*Entries shown:*
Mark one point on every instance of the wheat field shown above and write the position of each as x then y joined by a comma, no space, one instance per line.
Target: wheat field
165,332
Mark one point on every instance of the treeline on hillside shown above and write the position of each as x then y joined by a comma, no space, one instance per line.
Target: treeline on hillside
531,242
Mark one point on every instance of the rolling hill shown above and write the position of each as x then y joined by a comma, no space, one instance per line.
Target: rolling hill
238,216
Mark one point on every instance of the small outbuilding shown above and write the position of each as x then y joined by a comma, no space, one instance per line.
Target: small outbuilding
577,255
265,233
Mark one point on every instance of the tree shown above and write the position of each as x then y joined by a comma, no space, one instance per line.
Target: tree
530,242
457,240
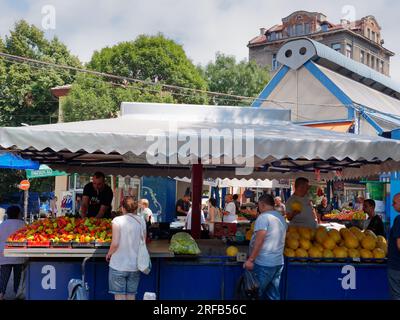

*Work item:* Please write every line above out exactly as given, except for any pictures.

*Exercise output:*
Mark one point on every instance of the wheat field shown above and write the position of each as x then y joined by a comma, no space, one instance per line.
Target: wheat field
165,332
Mark one point on every instance of the treeline on hillside shown above and write the position of each as x then y joined by a comma, no space, one instance per line.
Target: treeline on hillside
531,242
Mark one point on every instance of the rolling hill shown above and write the position of each as x then y joined by a comma, no space, one instance per line.
Target: rolling hill
238,216
Mark one point on every instance of the small outbuilding shown above and write the position of each as x then y joined by a comma, no space, one instance per line.
Target: small outbuilding
577,255
265,233
Mark one point on every instance of the tree shown above and write the position of each as x then y joined by a comma, no space, one instance per line.
Target: tree
530,242
457,240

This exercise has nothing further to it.